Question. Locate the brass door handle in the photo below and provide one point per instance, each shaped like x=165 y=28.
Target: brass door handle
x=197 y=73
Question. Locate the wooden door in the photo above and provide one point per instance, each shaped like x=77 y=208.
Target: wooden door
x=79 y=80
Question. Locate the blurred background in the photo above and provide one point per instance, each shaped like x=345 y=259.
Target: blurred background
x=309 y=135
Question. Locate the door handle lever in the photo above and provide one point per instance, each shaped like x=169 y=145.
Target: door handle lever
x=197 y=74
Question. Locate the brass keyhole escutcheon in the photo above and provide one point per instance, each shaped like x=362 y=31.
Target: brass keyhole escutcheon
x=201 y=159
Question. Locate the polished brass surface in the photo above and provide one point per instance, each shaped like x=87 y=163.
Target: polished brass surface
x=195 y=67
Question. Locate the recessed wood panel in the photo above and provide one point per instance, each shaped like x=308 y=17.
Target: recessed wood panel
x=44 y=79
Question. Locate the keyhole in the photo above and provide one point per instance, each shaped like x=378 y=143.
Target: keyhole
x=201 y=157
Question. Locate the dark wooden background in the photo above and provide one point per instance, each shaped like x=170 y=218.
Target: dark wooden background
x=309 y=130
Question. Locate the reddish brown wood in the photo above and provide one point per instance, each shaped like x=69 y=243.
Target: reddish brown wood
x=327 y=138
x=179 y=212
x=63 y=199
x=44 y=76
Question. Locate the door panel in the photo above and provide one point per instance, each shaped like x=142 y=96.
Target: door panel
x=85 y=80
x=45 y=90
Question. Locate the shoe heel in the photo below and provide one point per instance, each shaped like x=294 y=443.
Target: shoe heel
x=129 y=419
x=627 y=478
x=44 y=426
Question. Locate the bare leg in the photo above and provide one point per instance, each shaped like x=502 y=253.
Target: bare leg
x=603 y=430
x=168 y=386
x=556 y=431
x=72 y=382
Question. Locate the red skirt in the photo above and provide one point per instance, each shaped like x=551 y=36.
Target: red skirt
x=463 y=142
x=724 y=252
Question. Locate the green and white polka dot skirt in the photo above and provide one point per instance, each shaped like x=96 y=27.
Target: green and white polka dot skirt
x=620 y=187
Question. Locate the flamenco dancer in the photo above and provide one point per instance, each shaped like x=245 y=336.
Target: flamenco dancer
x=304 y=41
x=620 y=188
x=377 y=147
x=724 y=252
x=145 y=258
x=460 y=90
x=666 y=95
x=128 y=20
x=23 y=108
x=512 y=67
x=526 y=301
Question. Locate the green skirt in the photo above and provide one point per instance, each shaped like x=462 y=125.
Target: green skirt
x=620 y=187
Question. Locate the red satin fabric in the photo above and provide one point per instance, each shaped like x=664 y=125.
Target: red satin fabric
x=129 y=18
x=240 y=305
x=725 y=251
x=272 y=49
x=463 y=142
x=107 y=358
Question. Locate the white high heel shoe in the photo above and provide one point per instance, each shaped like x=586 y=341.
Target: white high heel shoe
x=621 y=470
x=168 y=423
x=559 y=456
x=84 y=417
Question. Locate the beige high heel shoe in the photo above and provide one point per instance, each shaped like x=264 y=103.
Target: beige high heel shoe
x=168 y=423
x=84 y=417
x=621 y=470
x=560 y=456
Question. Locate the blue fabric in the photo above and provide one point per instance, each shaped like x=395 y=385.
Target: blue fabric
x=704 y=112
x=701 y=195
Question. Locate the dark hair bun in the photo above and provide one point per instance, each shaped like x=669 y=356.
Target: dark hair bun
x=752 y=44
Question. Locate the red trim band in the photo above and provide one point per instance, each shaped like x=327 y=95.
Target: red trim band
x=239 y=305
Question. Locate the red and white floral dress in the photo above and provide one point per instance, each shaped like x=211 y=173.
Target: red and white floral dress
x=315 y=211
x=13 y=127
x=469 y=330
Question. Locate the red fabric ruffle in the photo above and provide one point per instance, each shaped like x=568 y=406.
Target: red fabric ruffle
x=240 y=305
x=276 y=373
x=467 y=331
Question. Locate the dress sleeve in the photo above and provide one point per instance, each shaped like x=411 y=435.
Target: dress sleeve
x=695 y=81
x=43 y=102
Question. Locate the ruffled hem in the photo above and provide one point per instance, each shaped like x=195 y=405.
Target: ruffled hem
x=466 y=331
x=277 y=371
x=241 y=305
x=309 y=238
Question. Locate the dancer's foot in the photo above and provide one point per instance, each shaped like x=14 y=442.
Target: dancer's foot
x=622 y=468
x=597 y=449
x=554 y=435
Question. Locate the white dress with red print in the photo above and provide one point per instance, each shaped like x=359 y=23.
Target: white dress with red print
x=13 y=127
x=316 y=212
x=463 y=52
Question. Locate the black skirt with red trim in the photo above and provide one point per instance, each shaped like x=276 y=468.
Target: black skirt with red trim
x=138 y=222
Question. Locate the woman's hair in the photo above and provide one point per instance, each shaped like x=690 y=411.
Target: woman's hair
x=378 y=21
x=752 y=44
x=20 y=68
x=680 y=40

- DOEL: Druk de regels ongewijzigd af, te beginnen bij de regel met "Question. Locate the woman's" en doorlopend tot en met het einde van de rijen hierboven.

- RESULTAAT OPDRACHT:
Question. Locate the woman's hair in the photo above and provide one point per instance, each shaped like x=690 y=411.
Target: woman's hair
x=378 y=21
x=752 y=44
x=20 y=68
x=680 y=40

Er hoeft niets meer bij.